(Records contained in a dataset)
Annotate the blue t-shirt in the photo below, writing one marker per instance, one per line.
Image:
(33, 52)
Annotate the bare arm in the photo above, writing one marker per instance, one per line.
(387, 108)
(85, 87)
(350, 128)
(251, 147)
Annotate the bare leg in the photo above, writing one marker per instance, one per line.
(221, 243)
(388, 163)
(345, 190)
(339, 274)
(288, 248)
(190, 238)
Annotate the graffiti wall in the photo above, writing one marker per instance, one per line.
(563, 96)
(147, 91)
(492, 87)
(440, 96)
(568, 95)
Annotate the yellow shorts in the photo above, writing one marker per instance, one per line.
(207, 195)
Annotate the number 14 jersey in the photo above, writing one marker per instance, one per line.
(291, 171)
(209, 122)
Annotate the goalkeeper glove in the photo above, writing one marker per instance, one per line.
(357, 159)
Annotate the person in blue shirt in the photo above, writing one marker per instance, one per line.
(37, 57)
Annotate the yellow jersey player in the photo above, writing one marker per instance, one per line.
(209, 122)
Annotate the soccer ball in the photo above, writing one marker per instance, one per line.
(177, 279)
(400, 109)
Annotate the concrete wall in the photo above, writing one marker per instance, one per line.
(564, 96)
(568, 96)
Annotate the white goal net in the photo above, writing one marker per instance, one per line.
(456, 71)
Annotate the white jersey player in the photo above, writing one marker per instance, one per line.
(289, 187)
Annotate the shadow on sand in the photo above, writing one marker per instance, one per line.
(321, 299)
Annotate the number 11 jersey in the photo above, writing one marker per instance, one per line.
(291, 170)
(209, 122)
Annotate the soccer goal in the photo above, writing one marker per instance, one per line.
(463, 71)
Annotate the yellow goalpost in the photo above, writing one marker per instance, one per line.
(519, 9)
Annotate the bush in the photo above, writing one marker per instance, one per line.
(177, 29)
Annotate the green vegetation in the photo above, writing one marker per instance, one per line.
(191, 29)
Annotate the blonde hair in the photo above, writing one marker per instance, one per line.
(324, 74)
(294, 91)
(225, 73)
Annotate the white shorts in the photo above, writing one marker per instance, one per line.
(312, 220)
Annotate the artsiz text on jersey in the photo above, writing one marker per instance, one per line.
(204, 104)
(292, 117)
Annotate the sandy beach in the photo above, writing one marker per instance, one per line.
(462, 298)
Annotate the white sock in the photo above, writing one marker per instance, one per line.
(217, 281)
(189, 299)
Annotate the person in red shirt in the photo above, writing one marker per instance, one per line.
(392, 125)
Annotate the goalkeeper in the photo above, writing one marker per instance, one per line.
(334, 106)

> Exercise details
Restate each of the records exactly, leaving nothing out.

> Written answer
Annotate the blue t-shirt in the photo below, writing one marker per instance, one per line.
Image:
(33, 52)
Annotate the bare arm in the photo above, writing one marker per instance, one per line.
(387, 108)
(85, 87)
(350, 128)
(251, 147)
Annotate the bare leg in the photo above, writing one marker per instance, one per line.
(221, 243)
(388, 163)
(345, 190)
(339, 274)
(288, 248)
(190, 238)
Annotate the graffiti wall in the photo above, writing one marker per instance, one per line.
(563, 96)
(147, 91)
(492, 87)
(440, 96)
(568, 95)
Annotate the yellow shorts in the photo above, writing one marker per instance, one per line.
(207, 195)
Annotate the number 14 jersey in the photo above, writing one marker per instance, one per line.
(291, 171)
(209, 122)
Annotate the goalkeeper glove in the photo above, writing one marker per instance, one per line.
(357, 159)
Annotate the person in blue shirt in the photo above, writing one marker per instance, one per line.
(37, 57)
Annotate the yellow jersey player in the photo above, writing one marker per instance, one per line.
(209, 122)
Annotate the soccer ball in the photo above, writing one marker per instance, one per line.
(177, 279)
(400, 109)
Annotate the concrete wall in the photo above, writing one marker per instance, one per line.
(564, 96)
(568, 96)
Annotate the white goal net in the photo above, writing one marker per instance, one per line.
(456, 71)
Annotate the white jersey player in the photo above, writing one marker per instance, one per line.
(289, 187)
Annotate the shadow on sand in the photo above, writing one marker per instance, one per line.
(321, 299)
Annotate the number 11 jersey in the photo above, writing one marker per instance, one per line.
(291, 170)
(209, 122)
Annotate the soccer goal in the photo above, writing one marker per instance, one per line.
(463, 71)
Annotate the yellow goalpost in the photo above, writing one marker per instance, one per line.
(519, 9)
Annotate the bush in the photo above, writing one marker per instance, one per line.
(177, 29)
Annotate the green vegetation in the photo above, writing one marker per instance, one per line.
(191, 29)
Annotate the blonde hair in the photo above, writing one marker per instance, one per line.
(324, 74)
(294, 91)
(225, 73)
Annotate the white shorts in the photo above, writing one marker per instance, one per line.
(312, 220)
Annotate the artsiz text on jersey in the photo above, writing one marker per instance, one per line.
(204, 104)
(292, 117)
Annotate the sandy beach in the photo above, writing one marker per instance, one per line.
(462, 298)
Annotate the white sock in the photo above, writing one marker per instance, one per line.
(217, 281)
(189, 299)
Annotate the person in red shirt in the photo above, writing one marker per instance, one per line.
(392, 125)
Annotate the goalkeeper in the photo above, writing one marker per instance, one per line.
(334, 106)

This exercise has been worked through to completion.